- Work order:
Please go line by line through the material and copy each one containing the word "crop".
=====
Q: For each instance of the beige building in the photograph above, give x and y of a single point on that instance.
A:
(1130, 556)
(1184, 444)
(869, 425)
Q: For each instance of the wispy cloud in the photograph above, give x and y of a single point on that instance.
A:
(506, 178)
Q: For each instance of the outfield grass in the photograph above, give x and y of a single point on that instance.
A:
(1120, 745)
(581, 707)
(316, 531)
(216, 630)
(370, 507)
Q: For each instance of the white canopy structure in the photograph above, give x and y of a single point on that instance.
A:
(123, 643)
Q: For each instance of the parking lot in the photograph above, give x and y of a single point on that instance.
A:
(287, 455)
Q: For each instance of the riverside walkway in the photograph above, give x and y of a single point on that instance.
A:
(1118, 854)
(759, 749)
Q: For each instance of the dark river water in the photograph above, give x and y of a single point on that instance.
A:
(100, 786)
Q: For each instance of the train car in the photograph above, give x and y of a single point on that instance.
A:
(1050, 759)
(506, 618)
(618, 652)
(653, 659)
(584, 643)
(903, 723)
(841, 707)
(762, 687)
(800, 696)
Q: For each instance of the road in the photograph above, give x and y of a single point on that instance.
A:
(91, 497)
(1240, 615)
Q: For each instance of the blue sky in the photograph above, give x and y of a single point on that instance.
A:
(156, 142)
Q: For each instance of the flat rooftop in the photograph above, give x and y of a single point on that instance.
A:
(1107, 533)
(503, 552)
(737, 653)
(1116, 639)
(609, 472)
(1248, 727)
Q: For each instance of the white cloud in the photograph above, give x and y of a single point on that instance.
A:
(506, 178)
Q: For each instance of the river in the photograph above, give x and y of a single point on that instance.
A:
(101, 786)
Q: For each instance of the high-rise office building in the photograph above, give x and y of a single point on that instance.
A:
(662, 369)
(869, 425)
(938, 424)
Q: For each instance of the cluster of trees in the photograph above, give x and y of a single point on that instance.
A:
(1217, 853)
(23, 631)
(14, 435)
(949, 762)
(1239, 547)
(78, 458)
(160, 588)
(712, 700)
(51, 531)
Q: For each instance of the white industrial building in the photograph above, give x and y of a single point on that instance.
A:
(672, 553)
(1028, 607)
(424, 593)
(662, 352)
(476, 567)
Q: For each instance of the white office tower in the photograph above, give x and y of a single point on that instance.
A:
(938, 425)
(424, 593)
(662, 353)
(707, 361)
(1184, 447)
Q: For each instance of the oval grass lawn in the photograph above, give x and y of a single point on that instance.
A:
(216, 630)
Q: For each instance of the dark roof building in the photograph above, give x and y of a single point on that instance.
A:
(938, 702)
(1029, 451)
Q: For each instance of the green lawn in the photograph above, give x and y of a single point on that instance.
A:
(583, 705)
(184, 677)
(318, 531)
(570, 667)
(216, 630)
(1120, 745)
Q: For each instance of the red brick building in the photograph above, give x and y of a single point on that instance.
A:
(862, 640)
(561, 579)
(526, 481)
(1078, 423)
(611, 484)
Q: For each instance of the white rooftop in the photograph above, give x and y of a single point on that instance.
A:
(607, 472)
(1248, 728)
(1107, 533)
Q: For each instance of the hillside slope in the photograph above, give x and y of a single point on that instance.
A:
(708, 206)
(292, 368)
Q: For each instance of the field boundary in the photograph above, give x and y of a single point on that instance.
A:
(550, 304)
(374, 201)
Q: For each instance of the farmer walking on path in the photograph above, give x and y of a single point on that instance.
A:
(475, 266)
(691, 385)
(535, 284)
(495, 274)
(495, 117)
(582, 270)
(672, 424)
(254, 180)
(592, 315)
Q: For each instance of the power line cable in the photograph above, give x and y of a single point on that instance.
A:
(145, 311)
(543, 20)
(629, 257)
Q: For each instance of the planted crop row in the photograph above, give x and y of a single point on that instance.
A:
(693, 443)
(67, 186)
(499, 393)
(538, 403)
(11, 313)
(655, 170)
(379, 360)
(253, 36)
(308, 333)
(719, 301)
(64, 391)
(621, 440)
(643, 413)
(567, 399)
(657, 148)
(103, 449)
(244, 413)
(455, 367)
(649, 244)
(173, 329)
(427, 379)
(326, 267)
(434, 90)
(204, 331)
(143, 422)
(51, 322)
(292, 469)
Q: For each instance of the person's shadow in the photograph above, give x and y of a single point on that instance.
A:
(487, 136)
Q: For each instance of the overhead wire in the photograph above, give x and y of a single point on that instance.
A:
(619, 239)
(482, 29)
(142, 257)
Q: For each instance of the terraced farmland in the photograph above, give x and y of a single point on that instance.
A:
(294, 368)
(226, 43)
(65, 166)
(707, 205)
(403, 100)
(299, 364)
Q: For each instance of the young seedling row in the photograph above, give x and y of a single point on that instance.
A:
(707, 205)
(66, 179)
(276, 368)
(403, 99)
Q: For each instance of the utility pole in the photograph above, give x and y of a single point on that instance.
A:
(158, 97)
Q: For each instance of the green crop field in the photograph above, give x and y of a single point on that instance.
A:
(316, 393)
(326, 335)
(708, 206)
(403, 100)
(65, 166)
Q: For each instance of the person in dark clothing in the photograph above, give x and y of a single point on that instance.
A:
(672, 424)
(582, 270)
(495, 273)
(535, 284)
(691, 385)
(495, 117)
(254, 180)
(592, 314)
=====
- Finished task:
Q: For each instance of the planted crop row in the photograph above, give x and y of a single point on that instance.
Q: For each instance of the green crop field in the photograph above, give x and y of a single point on that instance.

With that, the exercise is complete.